● Passage:
──────
Definition of greenhouse effect:
The transparency of Earth atmosphere allow the intense sunlight to reach and warm the Earth surface. There is little doubt about that.
There is also little doubt that Earth surface is mostly covered with ocean, and that the ocean is likewise transparent to sunlight.
Within an inch of sunlight passing thru ocean water, this ocean water is far more transparent to sunlight as compared to the large and more massive Earth’s atmosphere above it and no long wavelength infrared radiation can pass thru that inch of water.
Most of sunlight energy [visible and shortwave IR light] reaching Earth surface is passing thru an inch depth of ocean surface water and for energy to leave the ocean, convection heat transfer is only way the heated water reaches skin surface of the ocean, whereupon it can radiate long wave IR, but as suggest above Earth’s surface atmosphere does not radiate much infrared radiation energy.
And not mentioned in definition above is most energy transfer in lower atmosphere is convectional heat transfers. Also not mention is at lower temperatures {below say 100 C] even in vacuum not much infrared energy is radiated- a lunar surface in vacuum will trap the warmth of the sun {though Earth’s ocean water and atmosphere traps much more of warmth of the sunlight].
What is foundation of Greenhouse effect theory is the model of Ideal thermal conductive blackbody surface. And in terms of a planet or spherical body, at 1 AU distance from the Sun
the spherical model would have an uniform temperature of about 5 C in a vacuum.
The moon is similar to a blackbody in vacuum but the Moon does not “act” like an Ideal thermal conductive blackbody surface.
The lunar surface when sunlight is at zenith, can heat to 120 C. And Ideal thermal conductive
blackbody does not heat anywhere near 120 C, instead the warmth of sunlight “perfectly” transferred {it’s an ideal thermally conductive surface] and lunar surface is certainly not an ideal thermal conductive surface. Rather the lunar surface is close the opposite, if say 10 meter square area of lunar surface is shaded from Sunlight, the 10 meter square area would be cold spot surrounded by a lunar surface at a temperature of 120 C.
On Earth one can do something similar, but with the lunar surface it would be more of a extreme difference.
So with Ideal thermal conductive blackbody surface, the hottest the surface gets is about 5 C and the coldest a surface gets is about 5 C.
And btw, one could do something like this with the lunar surface. If you use deep water which is being mixed- the surface of the water in sunlight at zenith could be colder than 5 C.
But the Ideal thermal conductive blackbody doesn’t absorb heat, it transfers the energy of sunlight to entire surface of sphere.
──────
● Entries supplied:
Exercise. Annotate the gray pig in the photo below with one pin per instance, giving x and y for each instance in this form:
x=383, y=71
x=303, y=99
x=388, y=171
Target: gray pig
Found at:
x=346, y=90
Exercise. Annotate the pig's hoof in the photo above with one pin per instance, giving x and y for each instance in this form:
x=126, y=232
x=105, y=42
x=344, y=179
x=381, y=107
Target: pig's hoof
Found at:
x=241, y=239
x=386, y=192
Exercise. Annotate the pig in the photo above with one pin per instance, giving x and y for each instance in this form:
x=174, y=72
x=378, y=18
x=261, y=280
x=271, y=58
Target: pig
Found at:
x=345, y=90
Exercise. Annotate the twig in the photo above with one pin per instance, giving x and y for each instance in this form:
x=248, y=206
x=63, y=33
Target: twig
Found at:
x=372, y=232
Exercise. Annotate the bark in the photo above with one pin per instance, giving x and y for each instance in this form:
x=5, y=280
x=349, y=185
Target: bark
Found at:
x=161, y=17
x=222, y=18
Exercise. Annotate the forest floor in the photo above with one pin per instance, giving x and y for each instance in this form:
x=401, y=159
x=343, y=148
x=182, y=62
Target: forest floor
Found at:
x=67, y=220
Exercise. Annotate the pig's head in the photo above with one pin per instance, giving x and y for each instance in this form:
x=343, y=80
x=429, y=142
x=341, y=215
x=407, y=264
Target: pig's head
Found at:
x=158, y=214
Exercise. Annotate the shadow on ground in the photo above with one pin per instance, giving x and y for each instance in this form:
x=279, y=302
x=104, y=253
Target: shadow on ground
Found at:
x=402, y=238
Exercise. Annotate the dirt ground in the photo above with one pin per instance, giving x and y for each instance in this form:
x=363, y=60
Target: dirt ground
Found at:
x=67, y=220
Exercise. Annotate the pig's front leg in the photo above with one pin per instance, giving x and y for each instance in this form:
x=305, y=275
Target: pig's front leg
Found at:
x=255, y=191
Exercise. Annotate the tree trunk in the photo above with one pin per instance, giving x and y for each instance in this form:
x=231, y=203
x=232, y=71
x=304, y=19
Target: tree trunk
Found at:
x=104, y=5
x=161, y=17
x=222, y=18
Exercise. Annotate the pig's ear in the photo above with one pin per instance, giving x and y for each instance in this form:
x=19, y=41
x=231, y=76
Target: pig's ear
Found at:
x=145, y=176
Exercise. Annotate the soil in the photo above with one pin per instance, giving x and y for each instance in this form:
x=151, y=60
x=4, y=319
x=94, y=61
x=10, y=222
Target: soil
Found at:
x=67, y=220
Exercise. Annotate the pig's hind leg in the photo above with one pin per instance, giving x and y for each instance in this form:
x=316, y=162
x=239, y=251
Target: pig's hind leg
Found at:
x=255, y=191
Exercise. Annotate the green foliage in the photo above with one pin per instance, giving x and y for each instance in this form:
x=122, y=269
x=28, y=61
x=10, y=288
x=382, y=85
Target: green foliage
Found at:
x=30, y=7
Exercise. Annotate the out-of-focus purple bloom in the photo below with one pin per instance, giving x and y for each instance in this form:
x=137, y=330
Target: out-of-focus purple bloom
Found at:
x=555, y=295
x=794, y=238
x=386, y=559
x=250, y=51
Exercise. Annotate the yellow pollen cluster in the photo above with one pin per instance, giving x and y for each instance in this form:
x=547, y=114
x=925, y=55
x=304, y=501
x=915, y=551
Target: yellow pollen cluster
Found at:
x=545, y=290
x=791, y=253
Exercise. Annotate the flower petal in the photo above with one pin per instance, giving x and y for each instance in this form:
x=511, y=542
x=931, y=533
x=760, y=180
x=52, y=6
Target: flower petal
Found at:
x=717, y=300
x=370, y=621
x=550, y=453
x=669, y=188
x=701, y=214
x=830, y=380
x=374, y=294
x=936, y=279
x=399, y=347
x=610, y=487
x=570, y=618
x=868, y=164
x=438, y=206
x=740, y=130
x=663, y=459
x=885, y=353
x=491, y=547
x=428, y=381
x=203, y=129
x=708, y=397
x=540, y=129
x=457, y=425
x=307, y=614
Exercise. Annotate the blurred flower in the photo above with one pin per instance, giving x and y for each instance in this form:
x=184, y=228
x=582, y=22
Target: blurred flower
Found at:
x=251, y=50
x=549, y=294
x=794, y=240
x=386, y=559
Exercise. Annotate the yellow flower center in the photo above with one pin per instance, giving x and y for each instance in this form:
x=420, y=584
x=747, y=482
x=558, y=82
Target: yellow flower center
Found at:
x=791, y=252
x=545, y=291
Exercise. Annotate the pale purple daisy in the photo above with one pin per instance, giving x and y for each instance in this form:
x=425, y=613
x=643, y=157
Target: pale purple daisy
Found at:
──────
● Exercises:
a – In the greenhouse effect passage, how hot can the lunar surface get when sunlight is at zenith?
b – Reproduce the records from the line with "Exercise. Annotate the yellow flower" up to and including the line with "x=545, y=291".

● Solved problems:
a – 120 C.

b –
Exercise. Annotate the yellow flower center in the photo above with one pin per instance, giving x and y for each instance in this form:
x=420, y=584
x=747, y=482
x=558, y=82
Target: yellow flower center
Found at:
x=791, y=252
x=545, y=291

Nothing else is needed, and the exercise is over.